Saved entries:
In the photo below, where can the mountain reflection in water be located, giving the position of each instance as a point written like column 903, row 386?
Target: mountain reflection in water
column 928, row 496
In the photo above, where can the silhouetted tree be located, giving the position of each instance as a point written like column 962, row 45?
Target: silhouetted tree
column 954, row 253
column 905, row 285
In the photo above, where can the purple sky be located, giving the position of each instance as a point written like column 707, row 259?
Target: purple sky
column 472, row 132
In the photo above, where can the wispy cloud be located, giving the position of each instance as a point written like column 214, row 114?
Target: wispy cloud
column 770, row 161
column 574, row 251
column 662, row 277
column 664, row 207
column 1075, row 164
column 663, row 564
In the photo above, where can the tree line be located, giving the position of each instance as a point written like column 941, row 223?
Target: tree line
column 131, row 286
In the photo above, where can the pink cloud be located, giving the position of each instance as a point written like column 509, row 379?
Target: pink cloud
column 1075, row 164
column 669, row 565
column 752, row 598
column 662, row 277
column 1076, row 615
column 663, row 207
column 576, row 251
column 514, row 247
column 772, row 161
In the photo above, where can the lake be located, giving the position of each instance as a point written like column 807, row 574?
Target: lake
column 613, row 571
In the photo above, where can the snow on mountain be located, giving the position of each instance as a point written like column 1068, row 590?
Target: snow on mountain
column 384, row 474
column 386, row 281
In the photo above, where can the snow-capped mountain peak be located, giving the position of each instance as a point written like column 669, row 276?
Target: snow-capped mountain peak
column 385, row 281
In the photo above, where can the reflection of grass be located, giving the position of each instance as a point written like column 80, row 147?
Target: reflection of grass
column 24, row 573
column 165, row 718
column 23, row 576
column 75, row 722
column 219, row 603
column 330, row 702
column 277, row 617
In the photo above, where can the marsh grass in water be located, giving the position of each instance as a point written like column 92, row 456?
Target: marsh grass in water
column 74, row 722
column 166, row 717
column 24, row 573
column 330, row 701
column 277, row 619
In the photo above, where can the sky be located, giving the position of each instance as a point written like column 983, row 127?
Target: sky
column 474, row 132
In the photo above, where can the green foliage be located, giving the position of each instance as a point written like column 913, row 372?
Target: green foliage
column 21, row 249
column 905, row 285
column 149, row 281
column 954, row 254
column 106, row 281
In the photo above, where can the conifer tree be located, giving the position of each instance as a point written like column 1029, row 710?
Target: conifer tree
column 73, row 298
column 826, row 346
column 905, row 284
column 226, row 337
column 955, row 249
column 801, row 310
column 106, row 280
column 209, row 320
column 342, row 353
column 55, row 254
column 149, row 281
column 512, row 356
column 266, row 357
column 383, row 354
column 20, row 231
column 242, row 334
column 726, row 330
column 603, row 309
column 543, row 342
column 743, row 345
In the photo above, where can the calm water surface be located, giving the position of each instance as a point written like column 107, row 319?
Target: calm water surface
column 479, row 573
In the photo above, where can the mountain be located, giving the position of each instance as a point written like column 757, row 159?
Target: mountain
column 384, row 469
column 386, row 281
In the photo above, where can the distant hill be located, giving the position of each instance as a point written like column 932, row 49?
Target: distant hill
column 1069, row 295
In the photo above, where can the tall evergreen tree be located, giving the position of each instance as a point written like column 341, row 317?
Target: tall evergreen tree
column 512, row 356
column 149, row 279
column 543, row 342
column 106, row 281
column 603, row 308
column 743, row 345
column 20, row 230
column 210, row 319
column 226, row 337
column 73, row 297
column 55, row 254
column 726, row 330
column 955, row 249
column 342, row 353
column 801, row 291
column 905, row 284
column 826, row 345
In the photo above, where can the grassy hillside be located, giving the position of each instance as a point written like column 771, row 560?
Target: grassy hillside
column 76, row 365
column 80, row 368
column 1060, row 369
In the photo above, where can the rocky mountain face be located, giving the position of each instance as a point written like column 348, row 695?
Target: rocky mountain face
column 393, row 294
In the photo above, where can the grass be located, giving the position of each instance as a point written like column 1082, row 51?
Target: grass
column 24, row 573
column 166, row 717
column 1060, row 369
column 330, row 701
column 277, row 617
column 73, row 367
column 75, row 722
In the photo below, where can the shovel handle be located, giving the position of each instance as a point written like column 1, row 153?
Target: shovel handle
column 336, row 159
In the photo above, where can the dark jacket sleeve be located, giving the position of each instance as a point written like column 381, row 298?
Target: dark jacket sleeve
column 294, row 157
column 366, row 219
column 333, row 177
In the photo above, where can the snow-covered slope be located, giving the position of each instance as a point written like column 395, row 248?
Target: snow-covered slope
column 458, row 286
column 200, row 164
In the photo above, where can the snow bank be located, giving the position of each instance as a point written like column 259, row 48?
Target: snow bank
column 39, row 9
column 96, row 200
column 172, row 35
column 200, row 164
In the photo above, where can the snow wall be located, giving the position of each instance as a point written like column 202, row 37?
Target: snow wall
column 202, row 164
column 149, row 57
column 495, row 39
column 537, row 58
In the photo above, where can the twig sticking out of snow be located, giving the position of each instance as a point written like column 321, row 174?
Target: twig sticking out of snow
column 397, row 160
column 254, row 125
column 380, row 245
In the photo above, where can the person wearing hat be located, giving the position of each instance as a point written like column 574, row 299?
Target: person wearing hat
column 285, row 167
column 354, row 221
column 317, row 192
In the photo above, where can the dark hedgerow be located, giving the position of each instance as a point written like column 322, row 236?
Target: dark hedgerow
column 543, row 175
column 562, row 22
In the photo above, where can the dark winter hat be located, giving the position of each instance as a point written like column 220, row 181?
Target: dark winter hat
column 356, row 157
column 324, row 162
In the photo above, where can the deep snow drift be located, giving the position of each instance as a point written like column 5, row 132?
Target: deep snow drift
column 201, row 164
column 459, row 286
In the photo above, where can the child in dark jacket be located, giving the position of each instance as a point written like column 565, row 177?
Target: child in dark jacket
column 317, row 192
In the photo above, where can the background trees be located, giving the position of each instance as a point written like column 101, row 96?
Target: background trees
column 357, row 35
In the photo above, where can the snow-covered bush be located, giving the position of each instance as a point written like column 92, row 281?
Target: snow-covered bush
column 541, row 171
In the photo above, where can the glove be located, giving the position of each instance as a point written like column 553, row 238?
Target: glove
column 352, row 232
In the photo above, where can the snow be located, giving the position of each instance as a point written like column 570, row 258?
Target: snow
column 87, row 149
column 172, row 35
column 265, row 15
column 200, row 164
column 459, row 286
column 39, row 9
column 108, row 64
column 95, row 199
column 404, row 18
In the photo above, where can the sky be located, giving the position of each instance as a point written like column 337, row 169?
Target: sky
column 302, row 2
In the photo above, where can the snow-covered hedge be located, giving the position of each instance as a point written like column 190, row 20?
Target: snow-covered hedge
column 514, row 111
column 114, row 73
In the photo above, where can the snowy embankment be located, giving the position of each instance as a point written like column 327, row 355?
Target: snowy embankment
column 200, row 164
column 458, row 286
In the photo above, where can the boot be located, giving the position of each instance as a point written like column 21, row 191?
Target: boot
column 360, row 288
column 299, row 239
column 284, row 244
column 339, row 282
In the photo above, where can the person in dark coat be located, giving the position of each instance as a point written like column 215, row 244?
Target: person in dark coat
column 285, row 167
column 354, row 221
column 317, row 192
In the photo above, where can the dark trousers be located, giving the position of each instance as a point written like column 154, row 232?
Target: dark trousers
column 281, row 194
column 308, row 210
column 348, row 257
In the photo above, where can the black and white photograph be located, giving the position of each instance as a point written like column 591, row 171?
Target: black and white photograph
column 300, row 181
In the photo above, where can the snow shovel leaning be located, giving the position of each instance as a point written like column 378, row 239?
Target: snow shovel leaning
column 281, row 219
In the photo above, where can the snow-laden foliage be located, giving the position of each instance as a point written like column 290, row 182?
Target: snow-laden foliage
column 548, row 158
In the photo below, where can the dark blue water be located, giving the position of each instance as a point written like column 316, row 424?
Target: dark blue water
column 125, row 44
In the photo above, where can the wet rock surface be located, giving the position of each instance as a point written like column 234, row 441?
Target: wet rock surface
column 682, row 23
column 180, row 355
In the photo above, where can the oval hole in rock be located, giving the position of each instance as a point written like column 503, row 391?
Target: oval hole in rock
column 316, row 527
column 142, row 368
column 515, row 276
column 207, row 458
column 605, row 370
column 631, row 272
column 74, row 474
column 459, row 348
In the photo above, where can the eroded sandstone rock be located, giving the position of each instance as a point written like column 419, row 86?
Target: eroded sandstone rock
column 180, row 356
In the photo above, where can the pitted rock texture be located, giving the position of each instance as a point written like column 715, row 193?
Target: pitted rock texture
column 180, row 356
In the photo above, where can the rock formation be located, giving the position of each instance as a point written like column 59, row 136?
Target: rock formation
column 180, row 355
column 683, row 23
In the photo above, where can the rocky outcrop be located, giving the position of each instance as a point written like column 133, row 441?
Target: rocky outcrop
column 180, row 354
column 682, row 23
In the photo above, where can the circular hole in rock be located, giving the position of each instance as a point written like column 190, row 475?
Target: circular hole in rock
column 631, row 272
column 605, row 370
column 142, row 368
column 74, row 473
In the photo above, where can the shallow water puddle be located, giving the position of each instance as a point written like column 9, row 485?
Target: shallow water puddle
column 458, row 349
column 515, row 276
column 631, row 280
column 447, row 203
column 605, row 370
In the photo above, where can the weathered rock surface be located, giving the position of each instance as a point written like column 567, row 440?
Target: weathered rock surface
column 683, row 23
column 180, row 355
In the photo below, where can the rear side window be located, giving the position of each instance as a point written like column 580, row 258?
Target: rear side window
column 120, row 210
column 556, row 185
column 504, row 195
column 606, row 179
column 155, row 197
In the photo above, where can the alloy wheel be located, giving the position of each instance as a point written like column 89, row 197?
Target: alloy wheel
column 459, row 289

* What to work on *
Please tally the lines of the entries that contain the string "below" and reply with the count alone.

* Response *
4